> WHAT YOU ARE ASKED TO DO
Even if a line seems odd, print it as it is, and include every record.

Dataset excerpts

§

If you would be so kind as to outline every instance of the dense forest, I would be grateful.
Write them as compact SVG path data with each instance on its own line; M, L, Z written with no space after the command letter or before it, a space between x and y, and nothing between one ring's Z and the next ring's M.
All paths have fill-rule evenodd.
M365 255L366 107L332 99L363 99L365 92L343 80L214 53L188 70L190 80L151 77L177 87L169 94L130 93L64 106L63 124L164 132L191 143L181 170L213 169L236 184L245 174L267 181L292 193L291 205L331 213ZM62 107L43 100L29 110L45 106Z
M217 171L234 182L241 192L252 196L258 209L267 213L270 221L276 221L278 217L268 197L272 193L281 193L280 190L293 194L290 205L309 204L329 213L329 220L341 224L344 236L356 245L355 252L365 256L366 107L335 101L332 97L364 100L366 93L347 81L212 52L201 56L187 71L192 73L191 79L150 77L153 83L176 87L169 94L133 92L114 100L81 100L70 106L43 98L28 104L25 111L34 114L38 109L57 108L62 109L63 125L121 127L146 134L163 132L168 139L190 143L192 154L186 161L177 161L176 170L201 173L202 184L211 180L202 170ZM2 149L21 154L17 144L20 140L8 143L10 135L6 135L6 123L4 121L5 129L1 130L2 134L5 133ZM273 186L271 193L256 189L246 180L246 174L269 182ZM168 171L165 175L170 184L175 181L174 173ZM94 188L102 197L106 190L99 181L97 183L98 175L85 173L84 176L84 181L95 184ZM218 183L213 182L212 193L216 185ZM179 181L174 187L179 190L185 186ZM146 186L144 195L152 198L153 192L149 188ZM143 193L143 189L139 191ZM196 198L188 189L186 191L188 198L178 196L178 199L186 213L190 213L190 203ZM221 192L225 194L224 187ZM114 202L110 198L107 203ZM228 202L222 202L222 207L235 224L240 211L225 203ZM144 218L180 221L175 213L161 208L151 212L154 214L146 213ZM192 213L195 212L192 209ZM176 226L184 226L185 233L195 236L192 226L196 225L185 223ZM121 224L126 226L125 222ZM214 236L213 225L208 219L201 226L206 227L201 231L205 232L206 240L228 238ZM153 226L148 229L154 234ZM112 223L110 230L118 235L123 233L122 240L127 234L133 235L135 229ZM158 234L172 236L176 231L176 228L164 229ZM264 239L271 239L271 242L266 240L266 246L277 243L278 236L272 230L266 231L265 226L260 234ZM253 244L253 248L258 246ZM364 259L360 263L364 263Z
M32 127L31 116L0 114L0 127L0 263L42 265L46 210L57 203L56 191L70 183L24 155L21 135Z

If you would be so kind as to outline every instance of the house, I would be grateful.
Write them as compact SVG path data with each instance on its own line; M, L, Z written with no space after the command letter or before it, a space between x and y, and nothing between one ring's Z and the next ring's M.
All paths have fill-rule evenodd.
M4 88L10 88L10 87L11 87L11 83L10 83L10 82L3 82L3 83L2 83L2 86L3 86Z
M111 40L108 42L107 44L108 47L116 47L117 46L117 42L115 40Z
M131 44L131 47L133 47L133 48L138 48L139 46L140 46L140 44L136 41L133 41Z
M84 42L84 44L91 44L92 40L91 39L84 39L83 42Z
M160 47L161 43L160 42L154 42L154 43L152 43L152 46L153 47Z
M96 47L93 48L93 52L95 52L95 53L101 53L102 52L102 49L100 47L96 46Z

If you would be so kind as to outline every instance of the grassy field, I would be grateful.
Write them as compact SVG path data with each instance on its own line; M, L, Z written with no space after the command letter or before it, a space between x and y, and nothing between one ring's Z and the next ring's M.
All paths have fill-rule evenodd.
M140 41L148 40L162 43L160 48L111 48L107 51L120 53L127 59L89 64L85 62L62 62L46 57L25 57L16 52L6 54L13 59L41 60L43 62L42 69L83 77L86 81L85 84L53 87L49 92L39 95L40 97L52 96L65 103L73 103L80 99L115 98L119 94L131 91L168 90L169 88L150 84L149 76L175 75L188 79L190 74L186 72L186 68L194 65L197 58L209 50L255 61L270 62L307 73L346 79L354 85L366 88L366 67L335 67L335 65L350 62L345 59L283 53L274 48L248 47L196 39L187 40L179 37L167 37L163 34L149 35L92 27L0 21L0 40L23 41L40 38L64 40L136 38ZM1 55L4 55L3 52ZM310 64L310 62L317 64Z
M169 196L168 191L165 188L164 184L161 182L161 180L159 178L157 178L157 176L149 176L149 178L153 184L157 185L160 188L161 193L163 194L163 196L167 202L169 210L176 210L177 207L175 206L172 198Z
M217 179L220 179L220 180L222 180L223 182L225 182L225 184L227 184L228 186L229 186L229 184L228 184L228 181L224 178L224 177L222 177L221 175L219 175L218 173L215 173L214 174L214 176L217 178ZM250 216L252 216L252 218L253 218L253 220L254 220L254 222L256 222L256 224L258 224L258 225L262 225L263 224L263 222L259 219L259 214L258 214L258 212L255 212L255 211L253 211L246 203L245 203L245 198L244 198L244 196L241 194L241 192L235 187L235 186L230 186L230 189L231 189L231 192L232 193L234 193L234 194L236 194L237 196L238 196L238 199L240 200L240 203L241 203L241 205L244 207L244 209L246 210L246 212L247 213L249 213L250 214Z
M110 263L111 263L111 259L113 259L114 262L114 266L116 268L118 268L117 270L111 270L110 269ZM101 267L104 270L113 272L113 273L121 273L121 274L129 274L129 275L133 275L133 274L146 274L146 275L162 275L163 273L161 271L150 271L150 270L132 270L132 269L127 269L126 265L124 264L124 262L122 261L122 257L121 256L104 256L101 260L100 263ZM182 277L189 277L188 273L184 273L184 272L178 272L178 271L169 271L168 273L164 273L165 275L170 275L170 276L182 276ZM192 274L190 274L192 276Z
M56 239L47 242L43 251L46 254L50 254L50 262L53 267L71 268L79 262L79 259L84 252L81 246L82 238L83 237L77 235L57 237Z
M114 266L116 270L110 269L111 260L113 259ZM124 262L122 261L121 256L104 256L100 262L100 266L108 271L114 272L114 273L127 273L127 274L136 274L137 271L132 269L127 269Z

§

> PROBLEM SOLUTION
If you would be so kind as to outline every instance of the dense forest, I would be grateful.
Write them as compact SVG path data with each instance on its own line; M, L, Z written with no space after the command letter or before it, a space between x and y, and nothing between one ring's Z and the next ring's M.
All paths have fill-rule evenodd.
M365 255L366 107L332 99L363 99L365 92L343 80L214 53L188 70L190 80L151 77L177 87L169 94L130 93L64 106L63 124L164 132L191 143L181 170L213 169L236 184L245 174L267 181L292 193L291 205L331 213ZM62 107L43 100L29 110L45 106Z
M217 171L234 182L241 192L252 196L258 209L267 213L270 221L276 221L278 217L268 197L272 193L281 193L280 190L293 194L290 205L309 204L329 213L329 220L341 224L344 236L356 245L355 252L365 256L366 107L335 101L332 97L364 100L366 93L347 81L212 52L201 56L187 71L192 73L191 79L150 77L153 83L176 87L169 94L133 92L114 100L81 100L70 106L43 98L28 104L25 111L34 114L38 109L57 108L62 109L63 125L121 127L146 134L163 132L168 139L190 143L192 154L186 161L177 161L176 170L201 173L202 184L211 180L202 170ZM2 149L21 154L17 144L20 140L8 143L10 135L6 135L6 123L4 121L5 129L1 130L2 134L5 133ZM273 186L271 193L256 189L246 180L246 174L269 182ZM168 171L165 175L170 184L175 181L174 173ZM94 188L102 197L106 190L99 181L97 183L98 175L85 173L84 176L84 181L95 184ZM218 183L213 182L212 193L216 185ZM179 181L174 187L179 190L185 186ZM146 186L144 195L152 198L153 192L149 188ZM143 193L143 189L139 191ZM196 198L188 189L186 191L188 198L178 196L178 199L186 213L190 213L190 203ZM221 192L225 194L224 187ZM114 202L110 198L107 203ZM228 202L222 202L222 207L235 224L240 211L225 203ZM144 218L180 221L175 213L161 208L151 212L154 214L146 213ZM192 213L195 212L192 209ZM176 226L184 226L185 233L195 236L192 226L196 225L185 223ZM121 224L126 226L125 222ZM214 236L213 225L208 219L201 226L206 227L201 231L205 232L206 240L228 238ZM153 226L148 229L154 234ZM112 223L110 230L118 235L123 233L122 240L127 234L133 235L135 229ZM158 234L172 236L176 231L176 228L164 229ZM264 239L271 239L271 242L266 240L266 246L277 243L278 236L272 230L266 231L265 226L260 234ZM253 244L253 248L258 246ZM364 259L360 263L364 263Z
M32 127L31 116L0 114L0 127L0 263L42 265L46 210L57 203L56 191L70 183L24 155L21 135Z

If you would be so kind as to outline every instance of the house, I would be grateful.
Write them as compact SVG path data with each instance on its own line; M, L, Z written with no space after the command letter or before it, a space between x and y, and nothing between one ring's Z and the next ring's M.
All paths have fill-rule evenodd.
M4 88L10 88L10 87L11 87L11 83L10 83L10 82L3 82L3 83L2 83L2 86L3 86Z
M111 40L108 42L107 44L108 47L116 47L117 46L117 42L115 40Z
M131 44L131 47L133 47L133 48L138 48L139 46L140 46L140 44L136 41L133 41Z
M84 42L84 44L91 44L92 40L91 39L84 39L83 42Z
M160 47L161 43L160 42L154 42L154 43L152 43L152 46L153 47Z
M96 47L93 48L93 52L95 52L95 53L101 53L102 52L102 49L100 47L96 46Z

If you would be so kind as to outline every instance of the grassy field, I would be grateful.
Write them as compact SVG path data with each instance on its own line; M, L, Z written with no space after the command letter or before it, a space between x and y, and nothing between one ring's Z and the next ring's M.
All paths have fill-rule evenodd.
M140 41L148 40L162 43L160 48L111 48L107 51L120 53L127 59L89 64L85 62L62 62L46 57L25 57L16 52L6 54L13 59L41 60L43 62L42 69L83 77L86 81L85 84L53 87L49 92L39 95L40 97L52 96L65 103L73 103L80 99L115 98L119 94L131 91L168 90L169 88L150 84L149 76L175 75L188 79L190 74L186 72L186 68L194 65L197 58L209 50L255 61L270 62L307 73L346 79L354 85L366 88L366 67L335 67L335 65L350 62L345 59L283 53L274 48L248 47L196 39L187 40L179 37L167 37L163 34L149 35L92 27L0 21L0 40L23 41L40 38L64 40L136 38ZM1 55L4 55L3 52ZM310 64L310 62L317 64Z
M169 196L168 191L165 188L164 184L161 182L161 180L159 178L157 178L157 176L149 176L149 178L153 184L157 185L160 188L161 193L163 194L163 196L167 202L169 210L176 210L177 207L175 206L172 198Z
M217 179L220 179L220 180L222 180L223 182L225 182L225 184L227 184L228 186L229 186L229 184L228 184L228 181L224 178L224 177L222 177L221 175L219 175L218 173L215 173L214 174L214 176L217 178ZM250 216L252 216L252 218L253 218L253 220L254 220L254 222L256 222L256 224L258 224L258 225L262 225L263 224L263 222L259 219L259 214L258 214L258 212L255 212L255 211L253 211L246 203L245 203L245 198L244 198L244 196L241 194L241 192L235 187L235 186L230 186L230 189L231 189L231 192L232 193L234 193L234 194L236 194L237 196L238 196L238 199L240 200L240 203L241 203L241 205L244 207L244 209L246 210L246 212L247 213L249 213L250 214Z
M110 263L111 263L111 259L113 259L114 262L114 266L116 268L118 268L117 270L111 270L110 269ZM101 267L104 270L113 272L113 273L121 273L121 274L129 274L129 275L133 275L133 274L146 274L146 275L162 275L163 273L161 271L150 271L150 270L132 270L132 269L127 269L126 265L124 264L124 262L122 261L122 257L121 256L104 256L101 260L100 263ZM182 277L189 277L188 273L184 273L184 272L178 272L178 271L169 271L168 273L164 273L165 275L170 275L170 276L182 276ZM192 274L190 274L192 276Z
M56 239L47 242L43 251L46 254L50 254L50 262L53 267L71 268L79 262L79 259L84 252L81 246L82 238L83 237L77 235L57 237Z
M114 266L116 270L110 269L111 260L113 259ZM124 262L122 261L121 256L104 256L100 262L100 266L108 271L114 272L114 273L127 273L127 274L136 274L137 271L132 269L127 269Z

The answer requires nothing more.